Position identification records

------------------------------------

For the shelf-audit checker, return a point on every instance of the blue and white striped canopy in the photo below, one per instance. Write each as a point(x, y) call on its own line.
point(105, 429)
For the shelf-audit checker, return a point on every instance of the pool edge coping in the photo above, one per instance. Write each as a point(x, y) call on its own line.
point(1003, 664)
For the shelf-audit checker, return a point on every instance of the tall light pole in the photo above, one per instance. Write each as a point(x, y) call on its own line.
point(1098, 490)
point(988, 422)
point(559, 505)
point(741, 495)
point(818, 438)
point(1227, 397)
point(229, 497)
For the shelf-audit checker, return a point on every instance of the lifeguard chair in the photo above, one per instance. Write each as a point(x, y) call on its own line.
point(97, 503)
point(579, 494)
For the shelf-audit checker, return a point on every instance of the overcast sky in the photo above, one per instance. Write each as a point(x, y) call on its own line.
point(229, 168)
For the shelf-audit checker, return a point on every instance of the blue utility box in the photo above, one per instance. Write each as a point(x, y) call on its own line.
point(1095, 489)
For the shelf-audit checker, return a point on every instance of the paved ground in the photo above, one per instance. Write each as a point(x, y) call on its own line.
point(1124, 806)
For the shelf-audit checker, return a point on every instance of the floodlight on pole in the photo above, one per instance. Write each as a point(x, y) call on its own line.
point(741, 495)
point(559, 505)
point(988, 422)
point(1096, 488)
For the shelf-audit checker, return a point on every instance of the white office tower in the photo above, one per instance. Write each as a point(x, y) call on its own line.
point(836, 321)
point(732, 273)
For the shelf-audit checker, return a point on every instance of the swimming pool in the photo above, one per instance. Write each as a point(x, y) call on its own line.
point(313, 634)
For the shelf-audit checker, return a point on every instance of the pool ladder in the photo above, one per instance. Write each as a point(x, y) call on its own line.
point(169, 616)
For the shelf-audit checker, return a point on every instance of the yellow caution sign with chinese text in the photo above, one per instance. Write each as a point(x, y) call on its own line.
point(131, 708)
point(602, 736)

------------------------------------

Your goal. Please rewrite the records above from the line with "of the tall" up to and including the line with "point(229, 497)", keeping every line and shifting each coordinate in the answers up by 32.

Final result.
For the shelf-audit checker, return a point on every instance of the tall light pole in the photo above, one per instance. Write each as a point(x, y) call on its own line.
point(1130, 522)
point(1020, 454)
point(591, 537)
point(773, 527)
point(850, 470)
point(1259, 429)
point(261, 529)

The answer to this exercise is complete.